--- Start Recorded information ---

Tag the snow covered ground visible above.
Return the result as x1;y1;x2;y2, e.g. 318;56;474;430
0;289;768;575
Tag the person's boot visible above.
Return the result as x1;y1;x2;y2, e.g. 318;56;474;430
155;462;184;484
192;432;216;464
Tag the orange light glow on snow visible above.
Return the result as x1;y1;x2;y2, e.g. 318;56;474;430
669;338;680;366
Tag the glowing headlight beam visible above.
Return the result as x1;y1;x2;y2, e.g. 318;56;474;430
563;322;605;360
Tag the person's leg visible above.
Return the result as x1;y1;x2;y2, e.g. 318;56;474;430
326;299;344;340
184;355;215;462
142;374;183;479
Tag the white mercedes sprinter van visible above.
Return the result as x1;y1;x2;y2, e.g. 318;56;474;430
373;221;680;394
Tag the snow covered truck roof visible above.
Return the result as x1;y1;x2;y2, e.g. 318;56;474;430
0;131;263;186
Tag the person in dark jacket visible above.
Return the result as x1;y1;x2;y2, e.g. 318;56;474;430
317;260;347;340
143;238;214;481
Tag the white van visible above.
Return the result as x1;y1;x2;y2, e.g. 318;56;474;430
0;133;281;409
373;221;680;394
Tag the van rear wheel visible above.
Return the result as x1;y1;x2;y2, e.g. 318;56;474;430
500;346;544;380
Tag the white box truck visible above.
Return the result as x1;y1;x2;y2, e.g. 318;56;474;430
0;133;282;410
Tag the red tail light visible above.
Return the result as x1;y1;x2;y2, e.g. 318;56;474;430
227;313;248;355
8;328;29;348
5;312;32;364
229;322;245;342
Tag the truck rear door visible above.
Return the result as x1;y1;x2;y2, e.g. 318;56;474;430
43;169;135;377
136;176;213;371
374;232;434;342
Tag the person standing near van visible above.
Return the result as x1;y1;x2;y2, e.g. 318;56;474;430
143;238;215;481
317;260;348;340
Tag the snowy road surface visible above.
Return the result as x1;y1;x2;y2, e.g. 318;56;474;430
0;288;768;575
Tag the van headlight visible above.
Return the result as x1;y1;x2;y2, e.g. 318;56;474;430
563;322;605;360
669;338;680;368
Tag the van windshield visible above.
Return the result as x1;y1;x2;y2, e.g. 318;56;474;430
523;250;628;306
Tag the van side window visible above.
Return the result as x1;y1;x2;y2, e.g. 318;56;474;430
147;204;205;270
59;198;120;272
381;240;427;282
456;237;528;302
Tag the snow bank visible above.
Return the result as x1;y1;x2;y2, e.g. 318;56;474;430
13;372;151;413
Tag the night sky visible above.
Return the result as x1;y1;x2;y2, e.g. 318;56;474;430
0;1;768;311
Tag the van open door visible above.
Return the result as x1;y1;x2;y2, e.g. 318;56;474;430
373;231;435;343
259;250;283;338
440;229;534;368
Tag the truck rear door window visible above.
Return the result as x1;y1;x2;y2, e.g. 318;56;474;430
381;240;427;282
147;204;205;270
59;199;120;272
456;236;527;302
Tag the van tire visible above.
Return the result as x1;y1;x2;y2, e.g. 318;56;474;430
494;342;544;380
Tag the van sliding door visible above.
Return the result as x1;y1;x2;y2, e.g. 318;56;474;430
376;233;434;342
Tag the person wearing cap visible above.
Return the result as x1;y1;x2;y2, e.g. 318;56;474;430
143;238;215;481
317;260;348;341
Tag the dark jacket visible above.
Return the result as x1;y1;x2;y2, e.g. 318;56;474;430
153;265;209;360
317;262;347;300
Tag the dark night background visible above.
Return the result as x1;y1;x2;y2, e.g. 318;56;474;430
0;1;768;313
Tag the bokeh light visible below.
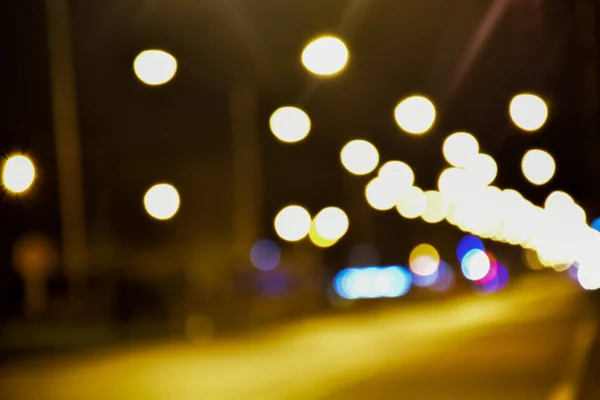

--- End Recorded information ---

> Aim of the task
Gather every line from the records above that contains the word "covered", and copy each one.

> Reply
Tag the snow covered ground visible above.
Tag the snow covered truck roof visible above.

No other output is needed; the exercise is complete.